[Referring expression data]
▽

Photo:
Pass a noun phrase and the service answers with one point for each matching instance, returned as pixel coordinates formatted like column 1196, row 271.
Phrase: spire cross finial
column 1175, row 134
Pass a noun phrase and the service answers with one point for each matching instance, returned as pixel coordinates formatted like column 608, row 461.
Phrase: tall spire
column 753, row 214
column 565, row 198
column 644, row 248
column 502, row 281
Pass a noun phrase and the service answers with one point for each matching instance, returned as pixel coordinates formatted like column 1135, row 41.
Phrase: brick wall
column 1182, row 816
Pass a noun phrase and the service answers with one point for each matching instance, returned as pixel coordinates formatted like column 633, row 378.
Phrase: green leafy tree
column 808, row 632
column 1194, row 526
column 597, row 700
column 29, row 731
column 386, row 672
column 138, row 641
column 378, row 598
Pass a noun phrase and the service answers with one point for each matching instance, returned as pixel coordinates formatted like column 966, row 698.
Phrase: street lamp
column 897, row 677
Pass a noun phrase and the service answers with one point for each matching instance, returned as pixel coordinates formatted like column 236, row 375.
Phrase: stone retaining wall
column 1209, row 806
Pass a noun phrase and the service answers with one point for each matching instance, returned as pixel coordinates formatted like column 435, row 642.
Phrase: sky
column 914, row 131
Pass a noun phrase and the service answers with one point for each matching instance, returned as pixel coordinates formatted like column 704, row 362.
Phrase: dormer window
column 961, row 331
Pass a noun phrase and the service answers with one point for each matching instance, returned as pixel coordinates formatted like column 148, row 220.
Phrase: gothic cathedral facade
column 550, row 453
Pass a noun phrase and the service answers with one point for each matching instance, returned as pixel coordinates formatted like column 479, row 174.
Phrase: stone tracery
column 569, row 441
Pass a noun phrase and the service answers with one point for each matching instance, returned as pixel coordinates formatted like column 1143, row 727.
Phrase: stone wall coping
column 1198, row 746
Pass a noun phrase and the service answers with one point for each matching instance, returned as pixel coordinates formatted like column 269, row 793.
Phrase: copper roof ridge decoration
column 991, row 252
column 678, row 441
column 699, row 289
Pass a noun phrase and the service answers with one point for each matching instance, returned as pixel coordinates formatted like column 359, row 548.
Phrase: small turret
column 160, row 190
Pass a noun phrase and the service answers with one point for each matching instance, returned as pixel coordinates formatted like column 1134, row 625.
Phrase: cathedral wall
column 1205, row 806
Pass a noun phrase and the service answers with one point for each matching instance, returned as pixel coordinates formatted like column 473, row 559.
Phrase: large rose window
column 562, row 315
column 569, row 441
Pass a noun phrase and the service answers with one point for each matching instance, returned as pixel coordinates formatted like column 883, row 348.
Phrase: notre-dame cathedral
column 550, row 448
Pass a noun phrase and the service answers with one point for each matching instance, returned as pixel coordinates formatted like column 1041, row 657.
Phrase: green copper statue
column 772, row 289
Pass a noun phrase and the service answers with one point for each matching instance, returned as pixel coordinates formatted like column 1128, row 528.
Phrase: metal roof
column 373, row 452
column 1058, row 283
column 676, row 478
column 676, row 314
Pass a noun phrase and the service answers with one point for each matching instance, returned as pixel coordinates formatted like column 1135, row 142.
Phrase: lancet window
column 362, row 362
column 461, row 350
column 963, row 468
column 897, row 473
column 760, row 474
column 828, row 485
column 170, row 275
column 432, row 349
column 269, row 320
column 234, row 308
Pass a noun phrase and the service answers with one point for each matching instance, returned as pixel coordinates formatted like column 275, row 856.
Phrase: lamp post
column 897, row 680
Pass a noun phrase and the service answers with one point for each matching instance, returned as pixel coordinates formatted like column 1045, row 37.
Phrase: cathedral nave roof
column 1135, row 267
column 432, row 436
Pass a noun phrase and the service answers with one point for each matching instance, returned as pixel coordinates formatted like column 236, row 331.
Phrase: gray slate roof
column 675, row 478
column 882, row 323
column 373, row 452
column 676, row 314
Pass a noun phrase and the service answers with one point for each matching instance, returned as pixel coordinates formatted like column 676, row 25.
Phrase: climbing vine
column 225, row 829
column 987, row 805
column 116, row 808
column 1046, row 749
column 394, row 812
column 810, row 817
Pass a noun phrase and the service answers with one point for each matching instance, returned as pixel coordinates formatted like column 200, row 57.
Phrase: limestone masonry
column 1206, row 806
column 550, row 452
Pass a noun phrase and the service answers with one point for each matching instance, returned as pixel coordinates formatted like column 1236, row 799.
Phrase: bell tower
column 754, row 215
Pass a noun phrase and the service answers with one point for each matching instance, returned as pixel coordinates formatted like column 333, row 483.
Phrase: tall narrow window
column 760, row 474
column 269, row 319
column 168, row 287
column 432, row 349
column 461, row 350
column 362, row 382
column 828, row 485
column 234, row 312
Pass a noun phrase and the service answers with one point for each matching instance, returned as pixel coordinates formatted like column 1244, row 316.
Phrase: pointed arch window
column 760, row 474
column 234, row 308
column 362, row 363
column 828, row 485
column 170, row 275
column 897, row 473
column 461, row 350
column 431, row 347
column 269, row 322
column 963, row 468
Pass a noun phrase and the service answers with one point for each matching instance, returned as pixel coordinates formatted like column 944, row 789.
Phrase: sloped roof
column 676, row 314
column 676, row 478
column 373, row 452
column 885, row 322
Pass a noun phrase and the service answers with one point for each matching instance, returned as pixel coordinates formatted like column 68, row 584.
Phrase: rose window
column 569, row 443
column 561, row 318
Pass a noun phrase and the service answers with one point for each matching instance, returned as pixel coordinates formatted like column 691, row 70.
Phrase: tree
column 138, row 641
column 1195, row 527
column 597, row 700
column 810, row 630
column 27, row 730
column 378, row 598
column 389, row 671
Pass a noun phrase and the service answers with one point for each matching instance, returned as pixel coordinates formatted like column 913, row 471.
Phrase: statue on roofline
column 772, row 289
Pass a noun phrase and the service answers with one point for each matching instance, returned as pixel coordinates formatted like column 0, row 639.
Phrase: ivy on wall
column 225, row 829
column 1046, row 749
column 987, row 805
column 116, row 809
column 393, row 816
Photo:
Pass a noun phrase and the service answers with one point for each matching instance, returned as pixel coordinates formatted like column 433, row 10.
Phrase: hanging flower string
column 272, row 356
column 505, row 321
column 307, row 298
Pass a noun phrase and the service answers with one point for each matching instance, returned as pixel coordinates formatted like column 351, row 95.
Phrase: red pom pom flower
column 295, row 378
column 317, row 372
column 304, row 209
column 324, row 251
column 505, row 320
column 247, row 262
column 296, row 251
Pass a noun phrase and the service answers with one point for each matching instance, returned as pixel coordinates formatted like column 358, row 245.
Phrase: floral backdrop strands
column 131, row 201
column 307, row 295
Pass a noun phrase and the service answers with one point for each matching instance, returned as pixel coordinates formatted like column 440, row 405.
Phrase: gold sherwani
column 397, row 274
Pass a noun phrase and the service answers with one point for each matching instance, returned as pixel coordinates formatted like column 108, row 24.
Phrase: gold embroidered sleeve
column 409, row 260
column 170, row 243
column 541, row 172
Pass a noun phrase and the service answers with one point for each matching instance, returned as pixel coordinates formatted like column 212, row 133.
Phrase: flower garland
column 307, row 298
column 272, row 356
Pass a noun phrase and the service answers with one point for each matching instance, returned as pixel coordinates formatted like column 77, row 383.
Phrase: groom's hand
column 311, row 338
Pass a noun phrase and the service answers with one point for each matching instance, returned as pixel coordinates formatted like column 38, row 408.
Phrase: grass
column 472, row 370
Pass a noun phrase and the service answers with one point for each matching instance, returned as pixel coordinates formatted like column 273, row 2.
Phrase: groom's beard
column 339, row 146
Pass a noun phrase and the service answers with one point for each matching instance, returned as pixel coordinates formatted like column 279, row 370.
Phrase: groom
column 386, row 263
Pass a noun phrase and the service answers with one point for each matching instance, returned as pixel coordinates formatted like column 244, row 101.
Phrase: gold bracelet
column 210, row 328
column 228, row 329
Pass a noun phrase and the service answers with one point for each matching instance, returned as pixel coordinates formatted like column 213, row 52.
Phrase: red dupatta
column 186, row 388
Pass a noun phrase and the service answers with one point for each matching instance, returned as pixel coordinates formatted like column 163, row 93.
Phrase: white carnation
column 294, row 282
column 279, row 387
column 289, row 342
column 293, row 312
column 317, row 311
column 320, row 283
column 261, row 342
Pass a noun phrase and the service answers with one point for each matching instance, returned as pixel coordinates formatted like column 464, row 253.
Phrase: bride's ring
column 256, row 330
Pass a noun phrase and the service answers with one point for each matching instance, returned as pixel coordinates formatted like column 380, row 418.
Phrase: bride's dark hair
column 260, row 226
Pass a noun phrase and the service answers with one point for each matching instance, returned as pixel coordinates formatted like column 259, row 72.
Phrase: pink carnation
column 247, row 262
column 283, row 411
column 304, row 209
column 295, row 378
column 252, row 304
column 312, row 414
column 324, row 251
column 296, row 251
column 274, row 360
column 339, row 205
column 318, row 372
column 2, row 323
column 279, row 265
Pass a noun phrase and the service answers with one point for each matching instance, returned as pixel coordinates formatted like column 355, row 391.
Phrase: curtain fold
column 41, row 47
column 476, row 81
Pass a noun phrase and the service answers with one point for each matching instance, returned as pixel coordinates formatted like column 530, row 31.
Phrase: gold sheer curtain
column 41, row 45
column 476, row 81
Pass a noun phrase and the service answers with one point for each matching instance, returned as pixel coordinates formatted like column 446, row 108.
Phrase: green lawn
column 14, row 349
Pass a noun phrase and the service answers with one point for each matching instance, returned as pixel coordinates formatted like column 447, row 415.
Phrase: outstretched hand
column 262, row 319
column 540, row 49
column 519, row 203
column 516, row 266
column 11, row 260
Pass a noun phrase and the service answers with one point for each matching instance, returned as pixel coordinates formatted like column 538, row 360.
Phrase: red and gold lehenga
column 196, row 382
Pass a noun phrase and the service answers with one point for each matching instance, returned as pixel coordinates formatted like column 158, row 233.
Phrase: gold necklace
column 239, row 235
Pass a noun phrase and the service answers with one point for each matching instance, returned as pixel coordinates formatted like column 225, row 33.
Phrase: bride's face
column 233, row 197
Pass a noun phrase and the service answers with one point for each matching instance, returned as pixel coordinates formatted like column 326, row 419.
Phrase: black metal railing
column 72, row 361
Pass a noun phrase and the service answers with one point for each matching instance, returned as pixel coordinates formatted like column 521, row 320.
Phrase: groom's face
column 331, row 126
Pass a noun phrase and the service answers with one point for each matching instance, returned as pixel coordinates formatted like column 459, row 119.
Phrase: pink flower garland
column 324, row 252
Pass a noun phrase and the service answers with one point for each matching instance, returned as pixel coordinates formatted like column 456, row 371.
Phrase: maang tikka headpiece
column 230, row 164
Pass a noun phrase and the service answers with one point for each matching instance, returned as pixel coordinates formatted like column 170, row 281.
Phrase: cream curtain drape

△

*Assigned task*.
Reproduce exactly the lines above from the line with "Phrase: rose window" to the line with "440, row 405.", including both, and add nothing.

*Output for this exercise*.
Phrase: rose window
column 569, row 443
column 561, row 318
Pass a noun phrase and the service answers with one point for each matching instance, returned as pixel coordinates formatted like column 691, row 70.
Phrase: tree
column 138, row 641
column 1195, row 527
column 597, row 700
column 810, row 630
column 27, row 730
column 378, row 598
column 389, row 671
Pass a noun phrase and the service answers with one point for each matching instance, returned as pixel coordinates formatted like column 913, row 471.
Phrase: statue on roofline
column 772, row 289
Pass a noun phrase and the service answers with one point for each matching instance, returned as pixel coordinates formatted like column 0, row 639.
Phrase: ivy on wall
column 225, row 829
column 1046, row 749
column 987, row 805
column 116, row 809
column 393, row 816
Photo:
Pass a noun phrase and the service answers with one point for each matching instance, returned as pixel coordinates formatted like column 433, row 10.
Phrase: hanging flower string
column 272, row 356
column 505, row 321
column 307, row 298
Pass a noun phrase and the service answers with one point for each matching instance, returned as pixel coordinates formatted like column 351, row 95.
Phrase: red pom pom flower
column 295, row 378
column 317, row 372
column 304, row 209
column 324, row 251
column 505, row 320
column 247, row 262
column 296, row 251
Pass a noun phrase and the service answers with one point for each matching instance, returned as pixel coordinates formatted like column 358, row 245.
Phrase: floral backdrop strands
column 131, row 201
column 307, row 295
Pass a noun phrase and the service answers with one point for each matching instance, returned as pixel coordinates formatted like column 440, row 405.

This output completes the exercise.